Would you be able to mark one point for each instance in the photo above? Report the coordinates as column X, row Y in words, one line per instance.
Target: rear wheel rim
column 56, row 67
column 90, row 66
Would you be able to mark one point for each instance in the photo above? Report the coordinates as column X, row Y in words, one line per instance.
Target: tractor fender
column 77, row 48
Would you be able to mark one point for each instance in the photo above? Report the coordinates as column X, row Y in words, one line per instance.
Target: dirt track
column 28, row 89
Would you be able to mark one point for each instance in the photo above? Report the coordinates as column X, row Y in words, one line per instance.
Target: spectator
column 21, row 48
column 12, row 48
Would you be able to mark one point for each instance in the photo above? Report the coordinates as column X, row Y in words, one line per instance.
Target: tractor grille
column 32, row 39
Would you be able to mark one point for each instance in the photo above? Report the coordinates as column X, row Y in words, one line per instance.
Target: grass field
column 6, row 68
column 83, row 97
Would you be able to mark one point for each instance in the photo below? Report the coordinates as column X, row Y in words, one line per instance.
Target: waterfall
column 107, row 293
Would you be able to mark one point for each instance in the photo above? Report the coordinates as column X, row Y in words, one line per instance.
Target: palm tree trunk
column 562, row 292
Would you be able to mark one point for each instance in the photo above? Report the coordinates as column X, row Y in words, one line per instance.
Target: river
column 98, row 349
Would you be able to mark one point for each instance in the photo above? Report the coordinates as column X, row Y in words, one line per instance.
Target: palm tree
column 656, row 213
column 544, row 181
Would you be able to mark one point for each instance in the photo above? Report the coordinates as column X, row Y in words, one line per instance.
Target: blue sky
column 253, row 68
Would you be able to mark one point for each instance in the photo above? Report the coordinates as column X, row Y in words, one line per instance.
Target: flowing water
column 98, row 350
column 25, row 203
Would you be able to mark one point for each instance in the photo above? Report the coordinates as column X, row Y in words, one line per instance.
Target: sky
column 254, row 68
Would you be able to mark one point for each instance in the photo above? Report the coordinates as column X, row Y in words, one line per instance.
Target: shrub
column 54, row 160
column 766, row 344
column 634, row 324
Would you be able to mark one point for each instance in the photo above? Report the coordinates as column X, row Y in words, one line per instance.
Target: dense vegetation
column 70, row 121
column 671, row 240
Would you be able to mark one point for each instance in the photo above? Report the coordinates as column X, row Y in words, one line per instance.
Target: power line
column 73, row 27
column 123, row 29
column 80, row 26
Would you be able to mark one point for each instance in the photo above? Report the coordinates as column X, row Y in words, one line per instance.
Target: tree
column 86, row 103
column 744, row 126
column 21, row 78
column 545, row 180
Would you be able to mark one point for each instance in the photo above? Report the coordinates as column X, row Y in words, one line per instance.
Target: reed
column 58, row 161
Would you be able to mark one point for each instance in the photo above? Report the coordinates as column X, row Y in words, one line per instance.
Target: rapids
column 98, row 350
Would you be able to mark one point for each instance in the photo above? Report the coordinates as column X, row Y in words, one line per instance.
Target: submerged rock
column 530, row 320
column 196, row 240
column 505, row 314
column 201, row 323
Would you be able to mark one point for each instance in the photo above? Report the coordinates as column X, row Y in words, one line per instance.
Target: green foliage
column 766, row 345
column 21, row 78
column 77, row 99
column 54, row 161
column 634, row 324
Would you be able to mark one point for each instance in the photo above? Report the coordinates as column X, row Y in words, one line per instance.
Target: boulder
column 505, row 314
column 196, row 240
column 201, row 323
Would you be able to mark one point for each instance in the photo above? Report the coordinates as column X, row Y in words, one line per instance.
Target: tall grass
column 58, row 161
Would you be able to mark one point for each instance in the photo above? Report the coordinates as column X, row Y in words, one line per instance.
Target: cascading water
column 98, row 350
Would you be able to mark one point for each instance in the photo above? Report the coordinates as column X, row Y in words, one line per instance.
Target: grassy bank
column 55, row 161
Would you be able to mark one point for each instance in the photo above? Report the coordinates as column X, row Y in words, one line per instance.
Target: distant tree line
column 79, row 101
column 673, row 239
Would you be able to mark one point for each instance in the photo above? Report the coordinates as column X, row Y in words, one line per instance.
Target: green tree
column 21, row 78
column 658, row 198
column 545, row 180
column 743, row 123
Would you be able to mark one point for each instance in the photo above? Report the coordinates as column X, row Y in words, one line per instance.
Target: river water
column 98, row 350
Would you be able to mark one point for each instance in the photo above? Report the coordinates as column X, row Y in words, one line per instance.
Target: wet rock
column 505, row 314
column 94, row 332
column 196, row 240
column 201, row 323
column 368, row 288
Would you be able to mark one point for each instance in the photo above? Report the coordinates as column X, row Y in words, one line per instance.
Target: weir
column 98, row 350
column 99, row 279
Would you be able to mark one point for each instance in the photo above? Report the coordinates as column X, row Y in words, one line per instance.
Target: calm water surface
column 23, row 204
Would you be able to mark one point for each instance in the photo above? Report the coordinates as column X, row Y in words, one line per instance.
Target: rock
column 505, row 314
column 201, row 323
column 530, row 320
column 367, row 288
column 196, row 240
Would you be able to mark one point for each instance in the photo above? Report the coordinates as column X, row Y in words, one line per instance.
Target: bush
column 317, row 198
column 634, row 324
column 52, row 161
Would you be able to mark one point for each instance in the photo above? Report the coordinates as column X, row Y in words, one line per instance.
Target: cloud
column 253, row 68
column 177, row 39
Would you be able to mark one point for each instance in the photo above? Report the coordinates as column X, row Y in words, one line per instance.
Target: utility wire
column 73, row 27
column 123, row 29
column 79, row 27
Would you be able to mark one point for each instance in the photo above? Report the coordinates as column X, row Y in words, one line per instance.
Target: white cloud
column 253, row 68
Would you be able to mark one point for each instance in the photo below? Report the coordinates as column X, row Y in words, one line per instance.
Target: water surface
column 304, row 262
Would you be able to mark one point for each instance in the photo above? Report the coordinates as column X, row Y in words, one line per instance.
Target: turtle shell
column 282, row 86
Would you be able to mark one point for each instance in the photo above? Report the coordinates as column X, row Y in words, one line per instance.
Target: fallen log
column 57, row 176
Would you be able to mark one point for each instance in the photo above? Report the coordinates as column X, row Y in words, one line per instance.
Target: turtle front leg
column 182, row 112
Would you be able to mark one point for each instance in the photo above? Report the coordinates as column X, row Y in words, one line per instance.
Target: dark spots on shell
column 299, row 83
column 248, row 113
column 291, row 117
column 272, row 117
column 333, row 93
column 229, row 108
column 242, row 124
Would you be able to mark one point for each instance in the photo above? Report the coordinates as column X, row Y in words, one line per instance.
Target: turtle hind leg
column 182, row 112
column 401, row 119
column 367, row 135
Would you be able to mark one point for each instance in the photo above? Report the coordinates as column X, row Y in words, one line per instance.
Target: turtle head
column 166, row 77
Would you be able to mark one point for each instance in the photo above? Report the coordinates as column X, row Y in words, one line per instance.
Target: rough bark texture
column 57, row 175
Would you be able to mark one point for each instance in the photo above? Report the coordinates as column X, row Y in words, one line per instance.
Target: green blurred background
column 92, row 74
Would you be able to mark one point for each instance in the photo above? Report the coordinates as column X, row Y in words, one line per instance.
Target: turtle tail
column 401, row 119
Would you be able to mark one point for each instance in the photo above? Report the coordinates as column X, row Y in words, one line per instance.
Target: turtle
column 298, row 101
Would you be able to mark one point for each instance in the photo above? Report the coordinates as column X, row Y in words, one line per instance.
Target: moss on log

◇ ◇ ◇ ◇ ◇

• _How to complete this task_: Repeat each entry exactly as it was given.

• _Response to the exercise_:
Would you be able to mark one point for each instance in the photo above? Report the coordinates as column X, row Y in words, one line per instance.
Target: rear wheel rim
column 56, row 67
column 90, row 66
Would you be able to mark one point for each instance in the photo above? Report the coordinates as column X, row Y in words, one line per instance.
Target: tractor fender
column 77, row 48
Would you be able to mark one point for each instance in the photo above? Report the coordinates as column X, row Y in words, one line per instance.
Target: dirt track
column 28, row 89
Would you be able to mark one point for each instance in the photo above? Report the coordinates as column X, row Y in words, one line per instance.
Target: spectator
column 21, row 48
column 12, row 48
Would you be able to mark one point for each instance in the photo above? Report the coordinates as column X, row Y in words, one line per instance.
Target: tractor grille
column 32, row 39
Would you be able to mark one point for each instance in the photo above? Report the coordinates as column X, row Y in words, one line per instance.
Target: grass field
column 6, row 68
column 83, row 97
Would you be able to mark one point for each instance in the photo below? Report the coordinates as column X, row Y in words, one line per instance.
Target: waterfall
column 107, row 293
Would you be able to mark one point for each instance in the photo above? Report the coordinates as column X, row Y in words, one line per instance.
Target: palm tree trunk
column 562, row 292
Would you be able to mark one point for each instance in the photo above? Report the coordinates as column X, row Y in words, one line per instance.
Target: river
column 98, row 349
Would you be able to mark one point for each instance in the photo above? Report the coordinates as column X, row Y in words, one line per instance.
Target: palm tree
column 656, row 213
column 544, row 181
Would you be able to mark one point for each instance in the photo above? Report the coordinates as column X, row Y in words, one line per instance.
Target: blue sky
column 253, row 68
Would you be able to mark one point for each instance in the photo above? Report the coordinates as column X, row Y in words, one line per instance.
Target: flowing water
column 98, row 350
column 25, row 203
Would you be able to mark one point for each instance in the photo above? Report the coordinates as column X, row Y in words, one line per instance.
Target: sky
column 254, row 68
Would you be able to mark one point for each instance in the photo above? Report the coordinates as column X, row Y in words, one line per instance.
Target: shrub
column 54, row 160
column 766, row 344
column 634, row 324
Would you be able to mark one point for each instance in the photo above? Report the coordinates as column X, row Y in words, one line per instance.
Target: dense vegetation
column 70, row 121
column 671, row 240
Would you be able to mark one point for each instance in the photo above? Report the coordinates as column X, row Y in words, one line per instance.
Target: power line
column 73, row 27
column 123, row 29
column 80, row 26
Would you be able to mark one point for each instance in the photo above? Report the coordinates as column X, row Y in words, one line per instance.
Target: tree
column 86, row 103
column 744, row 126
column 21, row 78
column 545, row 180
Would you be able to mark one point for each instance in the photo above? Report the coordinates as column X, row Y in words, one line per instance.
Target: reed
column 58, row 161
Would you be able to mark one point for each instance in the photo above? Report the coordinates as column X, row Y in words, one line per instance.
Target: rapids
column 98, row 350
Would you be able to mark one point for each instance in the photo above? Report the coordinates as column X, row Y in words, one line per instance.
Target: submerged rock
column 530, row 320
column 196, row 240
column 505, row 314
column 201, row 323
Would you be able to mark one point for each instance in the photo above? Report the coordinates as column X, row Y in words, one line per instance.
Target: green foliage
column 766, row 345
column 21, row 78
column 77, row 99
column 54, row 161
column 634, row 324
Would you be able to mark one point for each instance in the photo above? Report the coordinates as column X, row Y in words, one line per instance.
Target: boulder
column 505, row 314
column 196, row 240
column 201, row 323
Would you be able to mark one point for each instance in the photo above? Report the coordinates as column X, row Y in words, one line per instance.
Target: tall grass
column 58, row 161
Would you be able to mark one point for each instance in the photo above? Report the coordinates as column X, row Y in words, one line per instance.
Target: cascading water
column 98, row 350
Would you be able to mark one point for each instance in the photo above? Report the coordinates as column X, row Y in words, one line per instance.
Target: grassy bank
column 55, row 161
Would you be able to mark one point for each instance in the photo above? Report the coordinates as column X, row Y in words, one line per instance.
Target: distant tree line
column 79, row 101
column 673, row 239
Would you be able to mark one point for each instance in the photo above? Report the coordinates as column X, row Y in words, one line per instance.
Target: green tree
column 21, row 78
column 658, row 198
column 545, row 180
column 743, row 123
Would you be able to mark one point for each instance in the photo above? Report the coordinates as column X, row Y in words, one line per instance.
Target: river water
column 98, row 350
Would you be able to mark one point for each instance in the photo above? Report the coordinates as column X, row Y in words, one line per instance.
Target: wet rock
column 505, row 314
column 94, row 332
column 196, row 240
column 201, row 323
column 368, row 288
Would you be able to mark one point for each instance in the photo above? Report the coordinates as column X, row Y in words, one line per instance.
Target: weir
column 98, row 350
column 99, row 279
Would you be able to mark one point for each instance in the photo above? Report the coordinates as column X, row Y in words, one line per instance.
Target: calm water surface
column 23, row 204
Would you be able to mark one point for each instance in the photo above? Report the coordinates as column X, row Y in words, one line per instance.
Target: rock
column 505, row 314
column 201, row 323
column 530, row 320
column 367, row 288
column 196, row 240
Would you be able to mark one point for each instance in the photo above? Report the coordinates as column X, row Y in words, one line per instance.
Target: bush
column 317, row 198
column 634, row 324
column 52, row 161
Would you be able to mark one point for each instance in the photo above? Report the coordinates as column X, row Y in words, one line per instance.
Target: cloud
column 253, row 68
column 177, row 39
Would you be able to mark one point for each instance in the photo above? Report the coordinates as column X, row Y in words, one line per instance.
Target: utility wire
column 73, row 27
column 123, row 29
column 79, row 27
Would you be able to mark one point for each instance in the photo above? Report the coordinates as column X, row Y in words, one line per instance.
Target: white cloud
column 253, row 68
Would you be able to mark one point for each instance in the photo below? Report the coordinates as column X, row Y in words, one line per instance.
Target: water surface
column 304, row 262
Would you be able to mark one point for each instance in the photo above? Report the coordinates as column X, row Y in words, one line per instance.
Target: turtle shell
column 282, row 86
Would you be able to mark one point for each instance in the photo above? Report the coordinates as column X, row Y in words, one line per instance.
Target: fallen log
column 57, row 176
Would you be able to mark one point for each instance in the photo above? Report the coordinates as column X, row Y in words, one line per instance.
Target: turtle front leg
column 182, row 112
Would you be able to mark one point for each instance in the photo above? Report the coordinates as column X, row Y in words, one line per instance.
Target: dark spots on shell
column 299, row 83
column 248, row 113
column 291, row 117
column 272, row 117
column 333, row 93
column 229, row 108
column 242, row 124
Would you be able to mark one point for each instance in the photo above? Report the coordinates as column X, row Y in words, one line per instance.
Target: turtle hind leg
column 182, row 112
column 401, row 119
column 367, row 135
Would you be able to mark one point for each instance in the photo above? Report the coordinates as column X, row Y in words, one line per instance.
Target: turtle head
column 166, row 77
Would you be able to mark one point for each instance in the photo above? Report the coordinates as column X, row Y in words, one line per instance.
Target: rough bark texture
column 57, row 175
Would you be able to mark one point for each instance in the photo above? Report the coordinates as column X, row Y in words, one line per instance.
Target: green blurred background
column 92, row 74
Would you be able to mark one point for each instance in the photo above? Report the coordinates as column X, row Y in words, one line per instance.
Target: turtle tail
column 401, row 119
Would you be able to mark one point for each instance in the photo above? Report the coordinates as column X, row Y in words, one line per instance.
Target: turtle
column 298, row 101
Would you be able to mark one point for each instance in the photo above? Report the coordinates as column X, row Y in words, one line per instance.
Target: moss on log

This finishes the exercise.